SET TASKS:
1: List each event that the share plan excerpt says may lead the Committee to adjust the potential value of an Award.
2: Write out the share plan excerpt from "The intention of" to "adjustment of Awards.".
3: Extend the share plan excerpt on Awards and the Committee's powers, picking up after its final sentence.

EXTRACT TO READ:
_ _ _ _ _ _ _

Any Shares allotted when an Award is exercised will rank equally with Shares then in issue (except for rights arising by reference to a record date prior to their allotment).
In the event of any variation of the Company's Share capital or in the event of a demerger, payment of a special dividend or similar event which materially affects the market price of the Shares, the Committee may make such adjustments as it considers appropriate to the potential value of an Award, including the Participant Allocation.
The intention of the Committee is that the potential value of the Pool and Awards will be diluted by capital raisings, but the Committee will make appropriate adjustments to ensure that the monetary value of the Pool and/or Awards at the time of the relevant event is preserved, e.g. adjusted for a discounted rights issue.
The Committee may, at any time, alter the VCP in any respect, provided that the prior approval of shareholders is obtained for any alterations that are to the advantage of participants in respect of the rules governing eligibility, limits on participation, the overall limits on the issue of Shares or the transfer of treasury Shares, the basis for determining a participant's entitlement to, and the terms of, the Shares or cash to be acquired and the adjustment of Awards.

_ _ _ _ _ _ _

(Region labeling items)
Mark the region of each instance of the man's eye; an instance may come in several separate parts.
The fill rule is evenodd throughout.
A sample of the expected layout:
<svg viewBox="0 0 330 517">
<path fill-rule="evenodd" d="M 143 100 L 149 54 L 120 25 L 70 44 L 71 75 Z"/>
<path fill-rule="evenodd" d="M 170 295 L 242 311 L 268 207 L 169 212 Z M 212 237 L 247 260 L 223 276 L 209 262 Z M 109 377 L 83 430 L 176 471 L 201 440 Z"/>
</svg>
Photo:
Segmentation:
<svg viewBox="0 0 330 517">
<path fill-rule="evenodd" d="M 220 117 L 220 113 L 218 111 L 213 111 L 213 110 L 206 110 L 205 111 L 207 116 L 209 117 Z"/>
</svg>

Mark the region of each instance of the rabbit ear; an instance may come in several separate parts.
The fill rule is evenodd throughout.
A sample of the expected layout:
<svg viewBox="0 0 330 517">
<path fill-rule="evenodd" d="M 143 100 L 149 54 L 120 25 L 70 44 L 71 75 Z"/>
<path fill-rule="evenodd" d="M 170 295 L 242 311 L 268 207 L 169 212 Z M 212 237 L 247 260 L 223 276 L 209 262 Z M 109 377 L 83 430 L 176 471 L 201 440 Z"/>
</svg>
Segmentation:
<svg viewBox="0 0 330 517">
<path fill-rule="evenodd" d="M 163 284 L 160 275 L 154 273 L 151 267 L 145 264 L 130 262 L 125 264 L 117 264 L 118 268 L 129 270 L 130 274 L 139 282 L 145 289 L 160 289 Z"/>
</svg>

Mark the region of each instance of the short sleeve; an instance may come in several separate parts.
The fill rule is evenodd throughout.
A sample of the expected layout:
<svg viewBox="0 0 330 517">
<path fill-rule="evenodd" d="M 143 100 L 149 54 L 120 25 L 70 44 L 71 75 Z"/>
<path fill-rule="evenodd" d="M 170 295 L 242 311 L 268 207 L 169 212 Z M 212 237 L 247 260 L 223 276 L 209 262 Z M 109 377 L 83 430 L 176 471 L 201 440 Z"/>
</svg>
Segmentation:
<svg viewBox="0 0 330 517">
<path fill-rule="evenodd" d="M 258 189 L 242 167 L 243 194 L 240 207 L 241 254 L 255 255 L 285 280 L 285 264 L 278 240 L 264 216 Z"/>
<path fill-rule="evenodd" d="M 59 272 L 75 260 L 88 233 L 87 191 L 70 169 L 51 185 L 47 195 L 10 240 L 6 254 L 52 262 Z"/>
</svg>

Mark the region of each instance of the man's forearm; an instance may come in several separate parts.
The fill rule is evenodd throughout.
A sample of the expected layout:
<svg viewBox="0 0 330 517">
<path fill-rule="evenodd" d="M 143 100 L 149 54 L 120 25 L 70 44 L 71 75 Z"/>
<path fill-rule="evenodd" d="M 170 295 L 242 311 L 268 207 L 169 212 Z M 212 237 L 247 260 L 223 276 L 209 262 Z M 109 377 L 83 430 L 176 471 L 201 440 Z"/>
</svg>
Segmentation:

_ _ _ _ _ _ _

TASK ANSWERS:
1:
- a variation of the Company's Share capital
- a demerger
- payment of a special dividend
- a similar event which materially affects the market price of the Shares

2:
The intention of the Committee is that the potential value of the Pool and Awards will be diluted by capital raisings, but the Committee will make appropriate adjustments to ensure that the monetary value of the Pool and/or Awards at the time of the relevant event is preserved, e.g. adjusted for a discounted rights issue.
The Committee may, at any time, alter the VCP in any respect, provided that the prior approval of shareholders is obtained for any alterations that are to the advantage of participants in respect of the rules governing eligibility, limits on participation, the overall limits on the issue of Shares or the transfer of treasury Shares, the basis for determining a participant's entitlement to, and the terms of, the Shares or cash to be acquired and the adjustment of Awards.

3:
If the proposed alterations are to the material disadvantage of participants the Board must invite participants to indicate if they approve the alterations and if so the alterations must be approved by a majority of the participants that respond.
The requirement to obtain the prior approval of shareholders will not, however, apply to any minor alteration made to benefit the administration of the VCP, to take account of a change in legislation or to obtain or maintain favourable tax, exchange control or regulatory treatment for participants or for any company in the Company's group. Shareholder approval will also not be required for any amendments to the Pool value calculation or FCF Underpin.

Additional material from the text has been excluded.